[Text section]:

========================================

Indeed, shortly after CNN Center opened, I was involved with a friend in production of a promotional video for Atlanta-area real estate. CNN Center, we learned, was a place we needed to film, since it was a new, exciting city hotspot.
On a private tour of CNN telecast facilities, I was told that the network’s Atlanta location gave it an editorial slant different from the predominantly liberal presentation of the news from media in the New York-Washington axis.
We all know how that turned out and how CNN later earned names like “Clinton News Network” from Rush Limbaugh and another, harsher, name: “Communist News Network,” followed by demise in viewership.
But the early days of CNN were reflected in the compelling CNN center, the network’s worldwide reach, and its mainstream acceptance following its continual coverage of the 1991 Gulf War.
Having captive audiences in front of single-channel airport television sets didn’t hurt.
CNN Center was a reflection of the showmanship of Turner. The Atlanta Journal-Constitution recalled how the network’s afternoon talk show “Talkback Live” originated in the atrium of the building from 1994 to 2003.
“Putting ‘Talkback Live’ in that fishbowl in the middle of the atrium was clearly a stupid idea,” according to the first host of the program, Susan Rook.
“It was sometimes amazing, sometimes chaotic and sometimes head-scratchingly ‘What?’
“I felt like I was always on the creative edge,” said Rook, who was on the program from 1994 to 1997.
The worldwide reach of the network, plus the simple CNN logo on the building, created what some called that “postcard of Atlanta” concept and brought international fame to the city.
Former CNN president Tom Johnson described himself as “heartbroken” over the network’s departure from CNN Center.
“So many of my friends tell me how they’re going to miss that wonderful CNN logo on top of CNN Center,” Johnson said. “It just meant so much to us.”
For some network employees, departure from CNN Center has been a shock. Former executive producer Tenisha Tidwell described it as like receiving a phone call “and finding out your parents were selling grandma’s house.

========================================

[Excerpted data]:
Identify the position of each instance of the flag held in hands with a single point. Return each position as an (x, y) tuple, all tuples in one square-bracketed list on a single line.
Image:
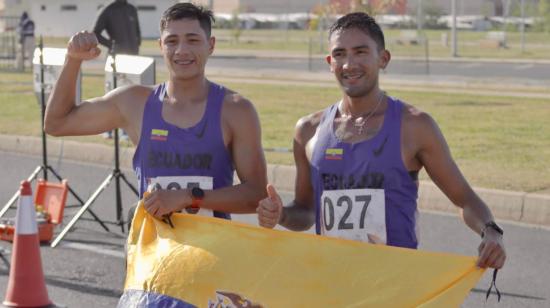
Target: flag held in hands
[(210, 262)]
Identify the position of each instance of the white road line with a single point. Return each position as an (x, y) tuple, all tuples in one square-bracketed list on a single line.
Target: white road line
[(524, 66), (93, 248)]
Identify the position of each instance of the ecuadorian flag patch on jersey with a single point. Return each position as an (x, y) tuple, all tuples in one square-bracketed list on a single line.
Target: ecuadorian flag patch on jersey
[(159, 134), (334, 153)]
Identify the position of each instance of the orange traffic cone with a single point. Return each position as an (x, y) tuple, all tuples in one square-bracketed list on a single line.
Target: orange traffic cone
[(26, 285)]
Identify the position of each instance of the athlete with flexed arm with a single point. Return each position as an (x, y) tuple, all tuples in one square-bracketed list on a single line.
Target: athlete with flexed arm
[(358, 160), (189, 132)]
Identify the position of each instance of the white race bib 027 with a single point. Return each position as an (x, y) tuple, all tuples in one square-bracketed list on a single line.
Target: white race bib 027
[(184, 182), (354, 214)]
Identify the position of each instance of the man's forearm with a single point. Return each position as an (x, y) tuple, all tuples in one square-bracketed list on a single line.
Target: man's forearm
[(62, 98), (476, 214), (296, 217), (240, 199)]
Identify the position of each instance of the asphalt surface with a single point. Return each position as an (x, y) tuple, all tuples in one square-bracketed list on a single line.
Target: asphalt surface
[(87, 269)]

========================================

[Task goal]:
Repeat everything in the CNN Center text from "The worldwide reach" down to "selling grandma’s house.". The material has no part in this.

[Finished exercise]:
The worldwide reach of the network, plus the simple CNN logo on the building, created what some called that “postcard of Atlanta” concept and brought international fame to the city.
Former CNN president Tom Johnson described himself as “heartbroken” over the network’s departure from CNN Center.
“So many of my friends tell me how they’re going to miss that wonderful CNN logo on top of CNN Center,” Johnson said. “It just meant so much to us.”
For some network employees, departure from CNN Center has been a shock. Former executive producer Tenisha Tidwell described it as like receiving a phone call “and finding out your parents were selling grandma’s house.